Chick-Fil-A Executive Defends Donations To Anti-LGBTQ Organizations As A 'Higher Calling'

The fast food restaurant Chick-fil-A has a long, well-known past of donating to anti-LGBTQ causes.

Several times in recent years, the organization has been called out and boycotted for its intolerance, in response to which the company has offered apologies and regrets over their past stances.


Now, however, reports have revealed that Chick-fil-A continued donating to anti-LGBTQ organizations and Rodney Bullard, the company's Vice President of Corporate Social Responsibility, defended those donations, saying they were "relevant and impactful to the community."

Asked about the donations in a recent interview with Business Insider, Bullard responded:

"The calling for us is to ensure that we are relevant and impactful in the community, and that we're helping children and that we're helping them to be everything that they can be.
"For us, that's a much higher calling than any political or cultural war that's being waged. This is really about an authentic problem that is on the ground, that is present and ever present in the lives of many children who can't help themselves."

The implication of Bullard's statement is, of course, that in his mind, LGBTQ couples make worse parents than straight ones, despite the countless studies indicating this is not the case.

Bullard is also ignoring the fact that LGBTQ youth, who are also harmed by the company's desire to help youth, "LGBTQ youth are often disproportionately harmed by issues like homelessness, mental illness and poor education" according to Huffpost.

_ _ _ _

What you will do ->
(A) According to the Chick-fil-A article, what position does Rodney Bullard hold at the company?
(B) Write the next part of the Chick-fil-A article, starting after its final sentence.
The items are separate material with no connection to the Chick-fil-A article.

_ _ _ _

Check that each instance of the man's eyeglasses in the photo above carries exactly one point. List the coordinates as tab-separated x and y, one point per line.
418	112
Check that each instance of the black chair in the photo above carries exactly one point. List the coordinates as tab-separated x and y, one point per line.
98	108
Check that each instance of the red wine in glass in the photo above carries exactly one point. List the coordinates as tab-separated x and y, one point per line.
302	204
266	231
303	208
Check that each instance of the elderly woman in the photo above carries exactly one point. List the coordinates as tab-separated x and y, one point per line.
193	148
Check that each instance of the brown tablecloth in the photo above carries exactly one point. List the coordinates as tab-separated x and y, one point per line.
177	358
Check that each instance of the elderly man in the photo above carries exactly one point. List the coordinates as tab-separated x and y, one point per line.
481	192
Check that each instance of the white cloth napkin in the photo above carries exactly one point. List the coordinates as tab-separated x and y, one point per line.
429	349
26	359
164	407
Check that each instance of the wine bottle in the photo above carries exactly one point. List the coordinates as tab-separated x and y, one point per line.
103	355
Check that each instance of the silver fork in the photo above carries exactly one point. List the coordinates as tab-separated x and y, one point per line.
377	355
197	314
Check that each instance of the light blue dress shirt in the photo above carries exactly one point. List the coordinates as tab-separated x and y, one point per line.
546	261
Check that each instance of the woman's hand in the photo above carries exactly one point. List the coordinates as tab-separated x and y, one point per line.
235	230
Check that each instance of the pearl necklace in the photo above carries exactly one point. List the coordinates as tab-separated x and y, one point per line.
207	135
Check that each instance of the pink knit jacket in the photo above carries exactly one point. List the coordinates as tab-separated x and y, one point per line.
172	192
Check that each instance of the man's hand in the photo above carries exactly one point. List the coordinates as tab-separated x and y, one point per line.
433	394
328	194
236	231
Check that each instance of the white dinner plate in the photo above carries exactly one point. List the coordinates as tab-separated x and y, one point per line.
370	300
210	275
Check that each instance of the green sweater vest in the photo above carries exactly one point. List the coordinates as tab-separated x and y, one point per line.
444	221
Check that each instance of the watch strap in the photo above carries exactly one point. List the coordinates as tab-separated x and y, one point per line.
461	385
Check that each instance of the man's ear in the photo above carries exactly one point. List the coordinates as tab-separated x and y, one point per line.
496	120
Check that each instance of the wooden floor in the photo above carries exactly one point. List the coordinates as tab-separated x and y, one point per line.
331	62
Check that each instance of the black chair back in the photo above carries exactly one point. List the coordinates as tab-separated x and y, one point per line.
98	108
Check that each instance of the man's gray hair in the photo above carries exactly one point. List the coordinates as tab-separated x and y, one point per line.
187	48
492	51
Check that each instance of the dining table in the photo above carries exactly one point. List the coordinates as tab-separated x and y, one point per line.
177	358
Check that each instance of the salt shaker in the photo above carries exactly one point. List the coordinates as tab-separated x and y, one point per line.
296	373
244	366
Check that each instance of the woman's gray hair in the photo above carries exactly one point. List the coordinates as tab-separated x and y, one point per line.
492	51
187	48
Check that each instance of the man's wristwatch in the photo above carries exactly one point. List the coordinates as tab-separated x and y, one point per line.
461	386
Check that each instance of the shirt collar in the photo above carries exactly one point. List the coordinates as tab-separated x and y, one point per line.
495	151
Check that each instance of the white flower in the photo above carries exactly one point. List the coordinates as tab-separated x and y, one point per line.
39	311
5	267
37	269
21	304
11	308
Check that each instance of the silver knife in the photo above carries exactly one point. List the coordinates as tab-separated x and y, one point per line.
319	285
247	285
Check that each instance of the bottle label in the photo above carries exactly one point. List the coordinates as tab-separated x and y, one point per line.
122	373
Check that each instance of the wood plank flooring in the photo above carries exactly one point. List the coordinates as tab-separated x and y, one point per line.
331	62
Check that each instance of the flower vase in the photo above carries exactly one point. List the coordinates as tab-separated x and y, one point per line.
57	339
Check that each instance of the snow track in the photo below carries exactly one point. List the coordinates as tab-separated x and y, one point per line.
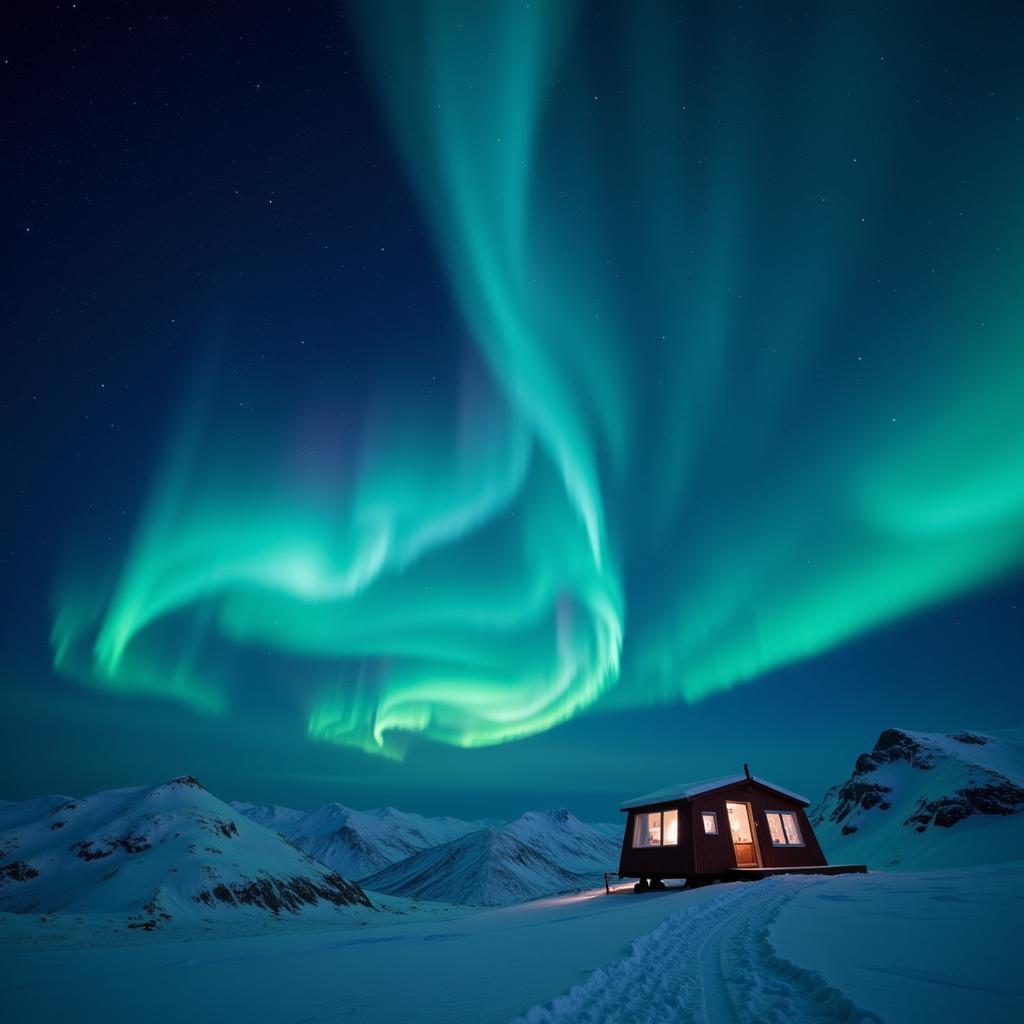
710	965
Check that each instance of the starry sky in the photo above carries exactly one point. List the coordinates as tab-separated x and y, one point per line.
482	407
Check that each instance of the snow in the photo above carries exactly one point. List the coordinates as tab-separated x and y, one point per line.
489	867
898	948
684	790
924	800
354	843
562	838
904	947
147	856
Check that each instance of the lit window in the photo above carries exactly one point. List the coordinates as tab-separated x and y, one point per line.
783	828
656	828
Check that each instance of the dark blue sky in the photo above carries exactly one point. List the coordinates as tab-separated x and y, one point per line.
223	206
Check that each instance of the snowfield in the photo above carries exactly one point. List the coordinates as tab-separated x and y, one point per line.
900	947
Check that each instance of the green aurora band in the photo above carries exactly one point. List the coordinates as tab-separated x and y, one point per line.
711	406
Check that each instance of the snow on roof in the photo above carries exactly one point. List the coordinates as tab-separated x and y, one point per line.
686	790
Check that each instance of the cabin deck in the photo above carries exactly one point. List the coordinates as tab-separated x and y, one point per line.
756	873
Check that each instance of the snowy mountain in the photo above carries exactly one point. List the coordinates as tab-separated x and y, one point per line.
928	800
271	815
359	843
168	852
489	867
566	841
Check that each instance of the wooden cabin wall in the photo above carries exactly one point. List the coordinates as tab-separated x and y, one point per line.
761	801
712	854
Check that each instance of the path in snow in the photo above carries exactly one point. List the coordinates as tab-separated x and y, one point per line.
712	963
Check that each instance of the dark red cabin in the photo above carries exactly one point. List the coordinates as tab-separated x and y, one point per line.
739	825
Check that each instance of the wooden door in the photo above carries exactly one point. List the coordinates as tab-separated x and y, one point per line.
741	827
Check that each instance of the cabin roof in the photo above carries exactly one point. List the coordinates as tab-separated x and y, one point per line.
683	791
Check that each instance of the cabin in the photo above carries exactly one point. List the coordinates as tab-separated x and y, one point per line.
739	826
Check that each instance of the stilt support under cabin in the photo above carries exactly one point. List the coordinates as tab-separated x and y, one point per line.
756	873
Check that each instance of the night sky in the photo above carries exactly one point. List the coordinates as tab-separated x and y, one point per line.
474	408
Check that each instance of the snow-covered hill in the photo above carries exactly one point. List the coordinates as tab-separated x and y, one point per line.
155	854
358	843
928	800
566	841
271	815
489	867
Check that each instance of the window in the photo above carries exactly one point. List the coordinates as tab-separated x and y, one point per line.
783	828
656	828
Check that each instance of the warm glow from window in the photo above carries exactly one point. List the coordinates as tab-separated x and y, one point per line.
783	828
656	828
671	832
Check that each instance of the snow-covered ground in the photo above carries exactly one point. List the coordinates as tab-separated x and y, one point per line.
898	947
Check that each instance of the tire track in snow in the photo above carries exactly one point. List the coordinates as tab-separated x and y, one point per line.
710	965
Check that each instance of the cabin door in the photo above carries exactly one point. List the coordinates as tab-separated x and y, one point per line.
742	835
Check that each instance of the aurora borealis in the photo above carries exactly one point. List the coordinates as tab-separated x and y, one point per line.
701	359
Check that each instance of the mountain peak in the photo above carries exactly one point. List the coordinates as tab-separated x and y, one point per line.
906	796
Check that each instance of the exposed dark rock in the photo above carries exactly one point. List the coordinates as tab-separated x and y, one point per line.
998	797
88	850
286	894
970	737
855	796
189	780
893	745
19	870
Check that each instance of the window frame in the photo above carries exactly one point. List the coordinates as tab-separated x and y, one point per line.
662	813
796	821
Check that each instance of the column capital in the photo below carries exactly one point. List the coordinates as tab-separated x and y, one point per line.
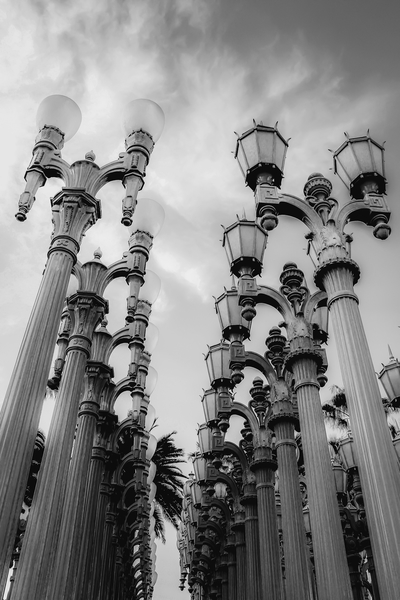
74	212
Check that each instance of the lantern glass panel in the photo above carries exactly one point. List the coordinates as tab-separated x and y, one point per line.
232	243
210	405
222	308
229	311
346	164
241	158
379	163
151	380
200	469
151	287
340	479
260	242
220	490
250	148
205	439
280	152
217	361
390	379
151	338
266	145
196	494
151	447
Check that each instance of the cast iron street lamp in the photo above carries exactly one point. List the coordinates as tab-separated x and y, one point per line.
359	162
297	368
75	208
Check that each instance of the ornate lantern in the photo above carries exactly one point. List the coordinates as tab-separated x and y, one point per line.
245	243
230	318
261	153
390	379
217	361
360	164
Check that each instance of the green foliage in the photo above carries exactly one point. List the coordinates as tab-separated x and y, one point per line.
169	480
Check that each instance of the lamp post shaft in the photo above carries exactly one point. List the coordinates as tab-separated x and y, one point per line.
269	549
240	544
253	568
377	460
41	540
21	410
332	583
64	578
297	584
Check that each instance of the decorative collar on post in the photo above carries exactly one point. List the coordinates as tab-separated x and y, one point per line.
143	124
260	401
390	379
360	164
292	280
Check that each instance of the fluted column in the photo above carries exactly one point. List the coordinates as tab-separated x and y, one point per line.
264	468
253	567
240	548
377	461
231	564
40	542
223	568
22	406
64	576
92	574
297	584
95	504
328	544
108	548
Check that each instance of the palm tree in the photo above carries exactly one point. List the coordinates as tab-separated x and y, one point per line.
169	480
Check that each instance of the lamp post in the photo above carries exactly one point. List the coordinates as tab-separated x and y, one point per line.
306	360
75	209
359	162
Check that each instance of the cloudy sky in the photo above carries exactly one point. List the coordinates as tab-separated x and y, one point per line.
319	68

_ _ _ _

Results ->
(A) Vice President of Corporate Social Responsibility

(B)
Much of this controversy re-ignited in March when ThinkProgress uncovered 2017 tax documents from the restaurant chain revealing it had made $1.8 million in donations to anti-LGBTQ organizations like the Fellowship of Christian Athletes, The Salvation Army and the Paul Anderson Youth Home.

The company also fails to include any protections from discrimination for LGBTQ employees in its policies and has consistently scored a "zero in the Human Rights Campaign's annual buyers guide."

In 2012, Chick-fil-A CEO Dan Cathy publicly spoke out against same-sex marriage. The resulting backlash forced the company to claim it would be a purely non-political organization in the future. The company's donations, however, reveal this to be untrue.

Many people online are calling for a continued boycott of the chicken restaurant.









Remember when you eat at Chick-fil-A , you may be giving your money to organizations that persecute LGBTQ teens and couples.